* Objectif poursuivi:
Rédigez la suite de l'arrêt reproduit ci-dessous sur la récusation d'un juge d'instruction fribourgeois, en commençant juste après sa dernière phrase.

* Texte de la page:
........

Arrêt du 9 juin 2009
Ire Cour de droit public

Composition
MM. les Juges Féraud, Président, Reeb et Eusebio.
Greffier: M. Kurz.

Parties
A.________,
B.________,
recourants, représentés par Me Joachim Lerf, avocat,

contre

C.________, Juge d'instruction, place Notre-Dame 4, case postale 156, 1702
Fribourg,
intimé,
Ministère public du canton de Fribourg, rue de Zaehringen 1, 1700 Fribourg.

Objet
Récusation d'un juge d'instruction,

recours contre la décision du Président de l'Office
des Juges d'instruction du canton de Fribourg, du 5 février 2009.

Faits:

A.
Le 11 décembre 2008, B.________ et A.________ ont demandé la récusation du Juge
d'instruction du canton de Fribourg C.________, lequel est en charge d'une
procédure pénale notamment pour faux dans les titres. Le 24 septembre 2007, ce
magistrat avait renvoyé les prévenus devant le Tribunal pénal économique du
canton de Fribourg. Le 10 novembre 2008, ce tribunal avait retourné la cause à
l'instruction afin qu'il soit procédé à des investigations énumérées dans une
lettre du 14 novembre suivant. Ce même jour, le Juge d'instruction avait
délivré un mandat de sommation et un mandat de perquisition et de séquestre,
lesquels avaient été immédiatement exécutés sur la base d'une liste des
sociétés concernées que le Tribunal pénal économique avait qualifiée
d'inutilisable. Cette liste avait encore été complétée le 19 novembre 2008 à
l'appui d'un nouveau mandat de sommation. Selon la demande de récusation, la
manière d'agir - alors qu'il n'y avait ni urgence ni de risque de destruction
de pièces - et les investigations du Juge d'instruction étaient
disproportionnées, ce qui permettait de douter de son impartialité.

........

* Liste présentée:
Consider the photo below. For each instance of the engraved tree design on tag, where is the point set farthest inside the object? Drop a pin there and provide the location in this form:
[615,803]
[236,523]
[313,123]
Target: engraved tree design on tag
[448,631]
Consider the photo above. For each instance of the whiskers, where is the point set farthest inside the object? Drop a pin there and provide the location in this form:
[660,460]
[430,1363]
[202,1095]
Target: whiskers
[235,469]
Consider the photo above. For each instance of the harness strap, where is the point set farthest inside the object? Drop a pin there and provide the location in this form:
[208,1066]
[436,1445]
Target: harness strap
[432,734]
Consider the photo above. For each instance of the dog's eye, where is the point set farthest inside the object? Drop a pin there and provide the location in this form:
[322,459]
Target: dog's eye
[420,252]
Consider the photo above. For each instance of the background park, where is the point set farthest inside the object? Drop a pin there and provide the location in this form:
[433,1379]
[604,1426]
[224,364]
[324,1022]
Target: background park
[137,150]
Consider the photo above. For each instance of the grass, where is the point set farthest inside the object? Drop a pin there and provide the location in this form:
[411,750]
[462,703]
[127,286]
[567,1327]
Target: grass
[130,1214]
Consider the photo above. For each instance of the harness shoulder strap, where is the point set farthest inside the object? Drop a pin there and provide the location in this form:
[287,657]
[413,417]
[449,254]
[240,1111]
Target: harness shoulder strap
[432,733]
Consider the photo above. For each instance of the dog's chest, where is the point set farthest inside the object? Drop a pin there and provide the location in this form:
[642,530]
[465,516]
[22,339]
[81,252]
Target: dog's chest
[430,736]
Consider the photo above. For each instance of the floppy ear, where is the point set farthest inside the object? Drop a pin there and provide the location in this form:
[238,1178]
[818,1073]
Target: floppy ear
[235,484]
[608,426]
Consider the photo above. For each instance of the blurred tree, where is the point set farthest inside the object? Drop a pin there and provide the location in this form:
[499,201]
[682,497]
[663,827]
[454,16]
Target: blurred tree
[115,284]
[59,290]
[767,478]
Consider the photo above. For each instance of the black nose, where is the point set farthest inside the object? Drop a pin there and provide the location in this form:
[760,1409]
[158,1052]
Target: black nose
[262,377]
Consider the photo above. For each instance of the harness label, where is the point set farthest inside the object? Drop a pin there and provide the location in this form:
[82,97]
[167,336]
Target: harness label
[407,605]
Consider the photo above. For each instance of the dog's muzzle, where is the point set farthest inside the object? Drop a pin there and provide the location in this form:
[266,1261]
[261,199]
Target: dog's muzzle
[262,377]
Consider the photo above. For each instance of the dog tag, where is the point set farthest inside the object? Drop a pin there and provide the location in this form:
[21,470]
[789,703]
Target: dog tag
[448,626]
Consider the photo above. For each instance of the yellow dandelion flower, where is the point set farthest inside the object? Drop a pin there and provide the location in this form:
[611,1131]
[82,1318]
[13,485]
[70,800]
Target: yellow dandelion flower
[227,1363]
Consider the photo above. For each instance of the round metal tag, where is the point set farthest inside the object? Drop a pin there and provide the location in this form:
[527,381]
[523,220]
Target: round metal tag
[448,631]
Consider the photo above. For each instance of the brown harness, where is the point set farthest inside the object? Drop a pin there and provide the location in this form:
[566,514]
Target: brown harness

........

* La réponse:
B.
Par décision du 5 février 2009, le Président de l'Office des Juges
d'instruction du canton de Fribourg a rejeté la demande de récusation. Les
motifs de récusation ayant trait à la conduite de l'instruction jusqu'aux
décisions du 24 septembre 2007 étaient irrecevables car tardifs. Quant aux
opérations menées après l'arrêt de renvoi du 10 novembre 2008, elles étaient
justifiées au regard du principe de célérité; la délivrance simultanée d'un
mandat de sommation et de perquisition était admissible. Les griefs liés au
mandat de sommation faisaient l'objet d'un recours cantonal et ne pouvaient
donner lieu à récusation.

C.
B.________ et A.________ forment un recours en matière pénale. Ils demandent
l'annulation de la décision du 5 février 2009 et l'admission de leur demande de
récusation.
La cause a été suspendue jusqu'à droit connu sur le recours formé contre la
même décision auprès de la Chambre pénale du Tribunal cantonal fribourgeois. Ce
dernier a déclaré le recours irrecevable par arrêt du 11 mars 2009, et la cause
a été reprise par ordonnance du 23 mars 2009.
Le Président de l'Office des Juges d'instruction et le Juge d'instruction
C.________ concluent au rejet du recours dans la mesure où il est recevable.

Considérant en droit:

1.
Conformément aux art. 78 et 92 al. 1 LTF, une décision relative à la récusation
d'un magistrat dans la procédure pénale peut faire immédiatement l'objet d'un
recours en matière pénale.

1.1 Les auteurs de la demande de récusation ont qualité pour agir (art. 81 al.
1 LTF). Les recourants ont agi dans le délai de trente jours prescrit à l'art.
100 al. 1 LTF.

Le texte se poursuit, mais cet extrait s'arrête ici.